## Instructions for the task
Quote precisely the final stretch of the listing: start at the line containing "of the bath" and stop after the last line.

## Exercise inputs
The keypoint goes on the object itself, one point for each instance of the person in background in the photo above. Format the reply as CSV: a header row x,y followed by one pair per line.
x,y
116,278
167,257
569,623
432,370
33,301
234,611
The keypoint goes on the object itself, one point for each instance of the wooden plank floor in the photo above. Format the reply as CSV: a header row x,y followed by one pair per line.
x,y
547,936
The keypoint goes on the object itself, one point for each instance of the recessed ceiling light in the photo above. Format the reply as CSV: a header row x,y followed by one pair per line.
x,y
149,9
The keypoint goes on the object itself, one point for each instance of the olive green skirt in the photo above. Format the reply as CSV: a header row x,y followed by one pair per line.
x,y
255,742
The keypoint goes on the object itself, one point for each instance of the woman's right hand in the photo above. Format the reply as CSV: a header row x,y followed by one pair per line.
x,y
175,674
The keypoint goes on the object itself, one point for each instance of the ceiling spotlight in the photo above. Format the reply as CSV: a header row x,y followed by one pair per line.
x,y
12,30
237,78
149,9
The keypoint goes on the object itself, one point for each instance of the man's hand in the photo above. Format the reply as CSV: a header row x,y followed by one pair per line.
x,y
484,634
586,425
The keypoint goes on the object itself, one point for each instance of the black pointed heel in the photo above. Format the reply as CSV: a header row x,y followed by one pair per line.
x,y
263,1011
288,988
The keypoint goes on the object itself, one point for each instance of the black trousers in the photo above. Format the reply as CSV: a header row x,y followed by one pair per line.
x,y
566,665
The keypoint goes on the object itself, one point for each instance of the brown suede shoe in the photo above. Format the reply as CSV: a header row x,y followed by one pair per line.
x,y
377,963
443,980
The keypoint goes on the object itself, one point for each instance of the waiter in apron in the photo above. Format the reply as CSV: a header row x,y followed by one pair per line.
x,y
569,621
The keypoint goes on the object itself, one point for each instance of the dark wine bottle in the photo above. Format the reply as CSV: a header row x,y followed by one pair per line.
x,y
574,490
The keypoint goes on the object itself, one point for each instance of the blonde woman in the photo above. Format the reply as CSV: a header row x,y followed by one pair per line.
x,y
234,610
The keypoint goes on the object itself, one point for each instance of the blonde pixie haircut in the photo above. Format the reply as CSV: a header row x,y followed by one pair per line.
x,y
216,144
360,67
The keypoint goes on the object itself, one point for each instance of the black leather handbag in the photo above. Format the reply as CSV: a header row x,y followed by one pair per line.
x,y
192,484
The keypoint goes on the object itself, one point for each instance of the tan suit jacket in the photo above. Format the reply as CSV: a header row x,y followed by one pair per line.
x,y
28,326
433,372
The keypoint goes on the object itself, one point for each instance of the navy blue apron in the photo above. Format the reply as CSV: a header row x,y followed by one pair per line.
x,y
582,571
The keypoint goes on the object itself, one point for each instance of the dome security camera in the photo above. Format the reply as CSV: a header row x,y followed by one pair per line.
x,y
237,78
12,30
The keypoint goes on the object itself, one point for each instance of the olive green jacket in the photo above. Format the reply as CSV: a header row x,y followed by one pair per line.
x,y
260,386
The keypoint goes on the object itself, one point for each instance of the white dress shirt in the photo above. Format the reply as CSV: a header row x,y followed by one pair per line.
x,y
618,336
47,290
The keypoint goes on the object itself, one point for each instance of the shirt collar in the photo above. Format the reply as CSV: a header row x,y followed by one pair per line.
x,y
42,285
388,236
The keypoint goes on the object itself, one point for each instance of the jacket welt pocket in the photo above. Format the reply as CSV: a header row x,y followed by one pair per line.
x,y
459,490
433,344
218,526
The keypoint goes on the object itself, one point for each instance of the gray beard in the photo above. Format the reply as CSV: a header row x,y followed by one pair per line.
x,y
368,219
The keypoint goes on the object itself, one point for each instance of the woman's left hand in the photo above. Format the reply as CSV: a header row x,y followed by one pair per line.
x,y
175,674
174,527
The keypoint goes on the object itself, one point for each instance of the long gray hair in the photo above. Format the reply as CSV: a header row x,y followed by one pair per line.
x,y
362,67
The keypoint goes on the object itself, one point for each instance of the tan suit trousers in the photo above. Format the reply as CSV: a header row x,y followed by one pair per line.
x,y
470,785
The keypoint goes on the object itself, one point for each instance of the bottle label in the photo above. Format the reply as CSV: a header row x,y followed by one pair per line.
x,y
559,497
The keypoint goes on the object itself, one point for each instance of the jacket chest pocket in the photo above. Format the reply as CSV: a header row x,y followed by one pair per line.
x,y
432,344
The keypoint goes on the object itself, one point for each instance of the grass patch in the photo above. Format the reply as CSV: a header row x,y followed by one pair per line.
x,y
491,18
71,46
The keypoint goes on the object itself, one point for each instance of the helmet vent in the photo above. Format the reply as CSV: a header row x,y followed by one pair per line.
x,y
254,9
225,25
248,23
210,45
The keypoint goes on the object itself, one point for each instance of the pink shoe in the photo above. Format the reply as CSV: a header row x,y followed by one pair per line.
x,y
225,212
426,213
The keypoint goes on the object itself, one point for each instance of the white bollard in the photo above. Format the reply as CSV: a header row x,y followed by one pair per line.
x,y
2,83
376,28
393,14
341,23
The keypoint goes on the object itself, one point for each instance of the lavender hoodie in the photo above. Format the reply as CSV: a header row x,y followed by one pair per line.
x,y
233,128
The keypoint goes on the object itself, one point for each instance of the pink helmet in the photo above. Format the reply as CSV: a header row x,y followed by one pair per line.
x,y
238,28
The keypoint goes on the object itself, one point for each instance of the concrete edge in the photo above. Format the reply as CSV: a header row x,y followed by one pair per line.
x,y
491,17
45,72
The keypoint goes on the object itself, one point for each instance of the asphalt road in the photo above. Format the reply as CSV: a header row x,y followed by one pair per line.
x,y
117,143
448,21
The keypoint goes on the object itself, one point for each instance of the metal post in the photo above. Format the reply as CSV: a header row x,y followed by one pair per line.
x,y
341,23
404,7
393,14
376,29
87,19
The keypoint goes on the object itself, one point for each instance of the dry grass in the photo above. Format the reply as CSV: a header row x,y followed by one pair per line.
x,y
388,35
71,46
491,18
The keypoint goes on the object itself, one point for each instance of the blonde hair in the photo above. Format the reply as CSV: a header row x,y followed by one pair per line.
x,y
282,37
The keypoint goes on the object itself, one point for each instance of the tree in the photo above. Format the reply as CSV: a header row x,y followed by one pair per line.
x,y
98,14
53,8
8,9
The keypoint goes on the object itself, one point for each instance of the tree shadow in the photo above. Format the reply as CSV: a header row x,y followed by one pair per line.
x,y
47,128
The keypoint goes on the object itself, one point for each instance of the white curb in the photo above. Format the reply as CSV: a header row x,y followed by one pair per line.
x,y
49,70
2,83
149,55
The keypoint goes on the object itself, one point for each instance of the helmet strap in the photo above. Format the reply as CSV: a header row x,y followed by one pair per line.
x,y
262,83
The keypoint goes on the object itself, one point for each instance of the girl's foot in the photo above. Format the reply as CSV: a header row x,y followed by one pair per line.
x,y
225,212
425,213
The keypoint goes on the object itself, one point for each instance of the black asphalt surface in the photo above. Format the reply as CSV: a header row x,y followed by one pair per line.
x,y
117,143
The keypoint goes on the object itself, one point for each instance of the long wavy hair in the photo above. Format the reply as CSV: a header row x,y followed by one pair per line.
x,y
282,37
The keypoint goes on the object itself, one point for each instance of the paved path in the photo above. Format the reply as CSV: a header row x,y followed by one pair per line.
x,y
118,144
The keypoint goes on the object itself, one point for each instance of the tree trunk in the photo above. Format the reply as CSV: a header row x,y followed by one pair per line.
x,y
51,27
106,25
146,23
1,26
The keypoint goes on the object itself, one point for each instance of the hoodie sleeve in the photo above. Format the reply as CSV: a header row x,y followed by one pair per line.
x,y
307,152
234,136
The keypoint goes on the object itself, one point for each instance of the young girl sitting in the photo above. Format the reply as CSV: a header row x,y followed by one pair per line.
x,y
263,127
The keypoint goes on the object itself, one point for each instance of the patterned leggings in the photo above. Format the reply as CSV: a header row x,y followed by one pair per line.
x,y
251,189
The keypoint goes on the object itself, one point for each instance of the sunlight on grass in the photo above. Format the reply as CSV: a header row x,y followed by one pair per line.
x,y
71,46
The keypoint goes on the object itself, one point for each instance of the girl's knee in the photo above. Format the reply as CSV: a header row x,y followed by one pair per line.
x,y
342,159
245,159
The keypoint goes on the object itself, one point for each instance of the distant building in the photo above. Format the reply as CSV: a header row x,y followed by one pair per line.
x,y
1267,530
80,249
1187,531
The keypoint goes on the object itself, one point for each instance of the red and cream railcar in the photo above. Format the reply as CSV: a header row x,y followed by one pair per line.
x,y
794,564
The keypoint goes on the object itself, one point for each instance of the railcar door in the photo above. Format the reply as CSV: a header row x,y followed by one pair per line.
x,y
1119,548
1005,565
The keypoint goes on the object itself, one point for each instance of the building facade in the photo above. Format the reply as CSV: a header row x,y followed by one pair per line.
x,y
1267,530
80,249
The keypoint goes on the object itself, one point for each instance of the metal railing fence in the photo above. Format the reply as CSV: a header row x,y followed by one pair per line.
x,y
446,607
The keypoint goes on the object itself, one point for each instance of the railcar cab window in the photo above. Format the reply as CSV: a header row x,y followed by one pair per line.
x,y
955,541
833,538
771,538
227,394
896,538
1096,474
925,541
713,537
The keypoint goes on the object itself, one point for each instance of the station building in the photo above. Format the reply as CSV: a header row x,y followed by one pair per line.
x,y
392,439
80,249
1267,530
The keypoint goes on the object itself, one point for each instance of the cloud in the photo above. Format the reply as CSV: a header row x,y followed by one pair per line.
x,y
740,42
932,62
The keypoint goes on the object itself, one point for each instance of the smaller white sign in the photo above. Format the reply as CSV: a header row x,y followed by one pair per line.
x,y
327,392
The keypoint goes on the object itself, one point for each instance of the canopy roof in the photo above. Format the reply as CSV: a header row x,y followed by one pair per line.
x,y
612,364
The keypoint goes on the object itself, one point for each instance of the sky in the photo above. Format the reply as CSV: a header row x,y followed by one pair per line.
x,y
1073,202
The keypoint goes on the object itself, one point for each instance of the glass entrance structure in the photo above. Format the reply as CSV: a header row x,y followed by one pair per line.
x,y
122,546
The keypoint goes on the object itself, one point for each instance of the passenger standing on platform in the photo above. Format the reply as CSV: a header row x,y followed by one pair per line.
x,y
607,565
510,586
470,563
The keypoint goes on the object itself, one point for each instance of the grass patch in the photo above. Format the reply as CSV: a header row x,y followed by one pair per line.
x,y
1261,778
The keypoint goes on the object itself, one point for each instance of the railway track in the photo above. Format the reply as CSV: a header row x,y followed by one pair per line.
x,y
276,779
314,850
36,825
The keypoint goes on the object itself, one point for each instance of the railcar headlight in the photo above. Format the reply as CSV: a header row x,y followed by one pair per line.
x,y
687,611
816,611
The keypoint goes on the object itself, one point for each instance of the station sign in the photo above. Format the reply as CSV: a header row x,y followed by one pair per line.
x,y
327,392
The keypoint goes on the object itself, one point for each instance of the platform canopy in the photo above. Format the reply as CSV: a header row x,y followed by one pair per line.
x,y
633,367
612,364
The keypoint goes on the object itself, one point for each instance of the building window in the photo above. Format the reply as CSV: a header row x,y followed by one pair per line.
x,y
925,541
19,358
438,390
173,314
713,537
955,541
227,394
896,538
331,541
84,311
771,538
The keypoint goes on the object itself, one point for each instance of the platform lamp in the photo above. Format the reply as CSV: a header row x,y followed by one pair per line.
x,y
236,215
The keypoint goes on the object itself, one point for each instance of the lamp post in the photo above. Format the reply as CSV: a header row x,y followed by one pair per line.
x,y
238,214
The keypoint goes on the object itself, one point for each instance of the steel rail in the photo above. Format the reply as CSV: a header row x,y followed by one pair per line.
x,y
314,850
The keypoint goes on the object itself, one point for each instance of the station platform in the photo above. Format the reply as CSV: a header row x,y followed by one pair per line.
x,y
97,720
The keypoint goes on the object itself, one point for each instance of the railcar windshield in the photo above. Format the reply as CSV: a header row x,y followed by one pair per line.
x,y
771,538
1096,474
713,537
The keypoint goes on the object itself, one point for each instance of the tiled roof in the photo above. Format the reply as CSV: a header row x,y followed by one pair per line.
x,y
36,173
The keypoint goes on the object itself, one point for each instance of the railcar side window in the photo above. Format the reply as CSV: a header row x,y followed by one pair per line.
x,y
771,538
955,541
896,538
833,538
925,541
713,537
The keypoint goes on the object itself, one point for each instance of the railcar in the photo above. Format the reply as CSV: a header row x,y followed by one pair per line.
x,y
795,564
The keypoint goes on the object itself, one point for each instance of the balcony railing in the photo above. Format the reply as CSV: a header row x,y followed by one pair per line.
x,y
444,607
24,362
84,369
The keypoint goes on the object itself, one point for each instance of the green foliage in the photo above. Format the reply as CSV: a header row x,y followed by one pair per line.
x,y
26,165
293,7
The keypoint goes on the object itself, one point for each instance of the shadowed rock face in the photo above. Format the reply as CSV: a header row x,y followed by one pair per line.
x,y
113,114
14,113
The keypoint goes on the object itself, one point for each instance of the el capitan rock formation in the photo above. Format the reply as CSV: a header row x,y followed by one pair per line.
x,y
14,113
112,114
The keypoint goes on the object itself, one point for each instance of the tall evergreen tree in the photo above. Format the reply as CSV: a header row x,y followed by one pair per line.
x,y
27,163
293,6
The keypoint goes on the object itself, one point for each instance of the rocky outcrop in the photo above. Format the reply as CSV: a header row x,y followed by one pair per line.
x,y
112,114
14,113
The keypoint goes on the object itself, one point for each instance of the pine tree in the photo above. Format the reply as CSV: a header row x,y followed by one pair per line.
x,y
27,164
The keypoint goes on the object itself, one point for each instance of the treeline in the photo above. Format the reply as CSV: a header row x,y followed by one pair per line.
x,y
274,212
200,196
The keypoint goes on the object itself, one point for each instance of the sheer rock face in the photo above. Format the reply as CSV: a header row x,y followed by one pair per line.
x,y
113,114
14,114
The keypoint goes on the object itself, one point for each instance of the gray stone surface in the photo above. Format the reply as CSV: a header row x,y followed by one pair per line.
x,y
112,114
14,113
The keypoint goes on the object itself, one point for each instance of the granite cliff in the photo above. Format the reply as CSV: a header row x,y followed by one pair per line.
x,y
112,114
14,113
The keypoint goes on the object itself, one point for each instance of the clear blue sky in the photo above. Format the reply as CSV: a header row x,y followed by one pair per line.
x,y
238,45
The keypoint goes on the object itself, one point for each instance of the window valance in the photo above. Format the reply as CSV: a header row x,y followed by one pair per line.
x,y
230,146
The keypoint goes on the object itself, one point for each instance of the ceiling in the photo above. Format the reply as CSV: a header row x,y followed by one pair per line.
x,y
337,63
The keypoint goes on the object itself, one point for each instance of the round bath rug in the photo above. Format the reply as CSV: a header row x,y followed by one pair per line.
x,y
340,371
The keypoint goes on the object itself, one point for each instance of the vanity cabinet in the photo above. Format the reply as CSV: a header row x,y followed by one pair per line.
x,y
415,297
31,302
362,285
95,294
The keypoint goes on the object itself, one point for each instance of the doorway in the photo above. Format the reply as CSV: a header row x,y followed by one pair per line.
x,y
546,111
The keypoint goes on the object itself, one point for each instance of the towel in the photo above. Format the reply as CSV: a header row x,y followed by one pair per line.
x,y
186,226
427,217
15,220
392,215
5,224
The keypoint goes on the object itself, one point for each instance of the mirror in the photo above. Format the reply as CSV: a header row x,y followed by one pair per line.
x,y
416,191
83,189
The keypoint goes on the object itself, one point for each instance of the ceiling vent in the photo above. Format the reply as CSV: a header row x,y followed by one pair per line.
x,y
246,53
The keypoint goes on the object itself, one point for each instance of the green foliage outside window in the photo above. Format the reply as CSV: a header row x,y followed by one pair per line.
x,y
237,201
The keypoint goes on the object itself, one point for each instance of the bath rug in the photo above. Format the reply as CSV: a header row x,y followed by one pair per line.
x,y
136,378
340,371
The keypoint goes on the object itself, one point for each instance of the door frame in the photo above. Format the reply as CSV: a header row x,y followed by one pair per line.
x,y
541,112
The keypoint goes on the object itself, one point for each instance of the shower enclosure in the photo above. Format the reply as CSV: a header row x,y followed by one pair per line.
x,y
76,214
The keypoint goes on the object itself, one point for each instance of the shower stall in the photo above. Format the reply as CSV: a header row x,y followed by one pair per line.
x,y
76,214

## Task answer
The keypoint goes on the object itself, one point for each instance of the bath rug in the photo above. Format the reply as CSV: a header row x,y followed by one pair per line.
x,y
136,378
340,371
The keypoint goes on the object itself, one point for each instance of the door frame in the photo above. Format the reply as CSV: a header row x,y followed by one pair per line.
x,y
541,112
The keypoint goes on the object itself, one point for each instance of the shower enclosure in the photo above. Format the reply as CSV: a header row x,y followed by one pair per line.
x,y
76,214
The keypoint goes on the object itself, one point for each instance of the shower stall in the photo above. Format the reply as CSV: a header row x,y followed by one pair per line.
x,y
76,214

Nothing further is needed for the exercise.